* _What to work on_
Render each line of the data below as a string in a JSON list, with one string per line and any blank lines omitted.

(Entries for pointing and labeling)

══════

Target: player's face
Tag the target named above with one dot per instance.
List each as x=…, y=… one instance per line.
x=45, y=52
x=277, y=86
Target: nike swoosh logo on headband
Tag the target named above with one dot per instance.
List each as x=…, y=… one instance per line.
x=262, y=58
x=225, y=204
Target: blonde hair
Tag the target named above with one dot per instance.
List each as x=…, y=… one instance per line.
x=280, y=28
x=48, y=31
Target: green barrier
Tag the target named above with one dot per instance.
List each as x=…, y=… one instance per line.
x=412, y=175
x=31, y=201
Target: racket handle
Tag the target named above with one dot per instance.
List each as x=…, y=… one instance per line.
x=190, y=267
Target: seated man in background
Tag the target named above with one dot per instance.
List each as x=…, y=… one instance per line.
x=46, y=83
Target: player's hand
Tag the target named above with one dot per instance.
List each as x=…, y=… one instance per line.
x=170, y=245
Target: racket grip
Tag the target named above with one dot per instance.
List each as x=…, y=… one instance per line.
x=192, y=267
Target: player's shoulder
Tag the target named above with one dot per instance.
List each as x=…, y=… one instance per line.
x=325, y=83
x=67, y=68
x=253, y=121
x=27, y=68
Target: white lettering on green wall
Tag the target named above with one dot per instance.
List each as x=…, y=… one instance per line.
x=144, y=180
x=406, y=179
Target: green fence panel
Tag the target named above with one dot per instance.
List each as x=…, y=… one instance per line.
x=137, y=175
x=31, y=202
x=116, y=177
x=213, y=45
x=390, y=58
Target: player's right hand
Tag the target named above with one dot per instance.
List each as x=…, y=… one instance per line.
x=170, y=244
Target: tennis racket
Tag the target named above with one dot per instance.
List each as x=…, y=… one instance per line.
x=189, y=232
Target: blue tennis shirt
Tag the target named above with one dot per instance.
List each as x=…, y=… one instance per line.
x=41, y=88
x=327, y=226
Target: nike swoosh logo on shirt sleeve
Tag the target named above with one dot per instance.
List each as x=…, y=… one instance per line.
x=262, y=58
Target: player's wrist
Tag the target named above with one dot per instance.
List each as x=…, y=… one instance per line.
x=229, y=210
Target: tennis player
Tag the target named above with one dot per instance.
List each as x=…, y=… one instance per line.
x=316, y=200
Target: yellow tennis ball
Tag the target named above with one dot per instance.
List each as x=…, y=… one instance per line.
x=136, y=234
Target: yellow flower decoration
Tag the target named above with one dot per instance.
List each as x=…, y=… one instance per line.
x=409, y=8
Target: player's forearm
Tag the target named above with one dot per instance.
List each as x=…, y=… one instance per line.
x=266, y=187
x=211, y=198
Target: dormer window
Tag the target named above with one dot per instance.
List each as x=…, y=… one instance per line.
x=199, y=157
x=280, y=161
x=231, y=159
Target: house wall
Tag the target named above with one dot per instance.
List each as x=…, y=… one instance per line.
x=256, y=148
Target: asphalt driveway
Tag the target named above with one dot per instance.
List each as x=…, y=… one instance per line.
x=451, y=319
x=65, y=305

══════

* _Correct output_
[
  "Target: player's face",
  "Tag the target named above with one dot per instance.",
  "List each as x=…, y=… one instance per line.",
  "x=45, y=52",
  "x=277, y=86",
  "Target: nike swoosh logo on headband",
  "Tag the target named above with one dot per instance.",
  "List each as x=…, y=… one instance per line.",
  "x=262, y=58",
  "x=225, y=204",
  "Target: blonde hair",
  "Tag the target named above with one dot per instance.",
  "List each as x=…, y=… one instance per line.",
  "x=280, y=28",
  "x=48, y=31",
  "Target: green barrier",
  "Tag the target named above with one dot per instance.",
  "List each as x=…, y=… one instance per line.",
  "x=412, y=175",
  "x=31, y=201",
  "Target: racket handle",
  "Tag the target named above with one dot per instance.",
  "List each as x=…, y=… one instance per line.",
  "x=190, y=267",
  "Target: seated man in background",
  "Tag the target named above with one dot per instance.",
  "List each as x=…, y=… one instance per line.",
  "x=46, y=83",
  "Target: player's hand",
  "Tag the target named above with one dot per instance.",
  "List each as x=…, y=… one instance per line.",
  "x=170, y=245",
  "Target: racket grip",
  "Tag the target named above with one dot per instance.",
  "List each as x=…, y=… one instance per line.",
  "x=192, y=267",
  "Target: player's shoulder",
  "Tag the target named above with one dot per instance.",
  "List each as x=…, y=… one instance per line.",
  "x=325, y=83",
  "x=67, y=68",
  "x=253, y=121",
  "x=27, y=68",
  "Target: white lettering on green wall",
  "Tag the target named above with one dot per instance.",
  "List each as x=…, y=… one instance per line.",
  "x=144, y=180",
  "x=406, y=179",
  "Target: green fence panel",
  "Tag the target named above with one dot per instance.",
  "List each as x=…, y=… one instance per line.",
  "x=137, y=175",
  "x=31, y=202",
  "x=116, y=177",
  "x=213, y=45",
  "x=390, y=58",
  "Target: player's right hand",
  "Tag the target named above with one dot per instance.",
  "List each as x=…, y=… one instance per line.",
  "x=170, y=244",
  "Target: tennis racket",
  "Tag the target named above with one dot per instance.",
  "List each as x=…, y=… one instance per line.",
  "x=189, y=232",
  "Target: blue tennis shirt",
  "Tag the target named above with one dot per instance.",
  "List each as x=…, y=… one instance per line.",
  "x=41, y=88",
  "x=327, y=226",
  "Target: nike swoosh logo on shirt sleeve",
  "Tag the target named above with one dot per instance.",
  "List each as x=…, y=… one instance per line.",
  "x=262, y=58",
  "Target: player's wrist",
  "Tag the target named above with one dot per instance.",
  "List each as x=…, y=… one instance per line.",
  "x=229, y=210",
  "Target: tennis player",
  "Tag the target named above with one dot per instance.",
  "List each as x=…, y=… one instance per line.",
  "x=316, y=200",
  "Target: yellow tennis ball",
  "Tag the target named above with one dot per instance.",
  "List each as x=…, y=… one instance per line.",
  "x=136, y=234",
  "Target: yellow flower decoration",
  "Tag the target named above with one dot per instance.",
  "List each as x=…, y=… one instance per line.",
  "x=409, y=8",
  "Target: player's forearm",
  "Tag the target named above with one dot per instance.",
  "List each as x=…, y=… one instance per line.",
  "x=266, y=187",
  "x=211, y=198",
  "Target: dormer window",
  "Tag the target named above with one dot per instance.",
  "List each as x=…, y=… one instance per line.",
  "x=199, y=157",
  "x=280, y=161",
  "x=231, y=159",
  "Target: house wall",
  "Tag the target named above with one dot per instance.",
  "List each as x=…, y=… one instance per line.",
  "x=256, y=148",
  "Target: asphalt driveway",
  "Tag the target named above with one dot per instance.",
  "List each as x=…, y=… one instance per line.",
  "x=451, y=319",
  "x=65, y=305"
]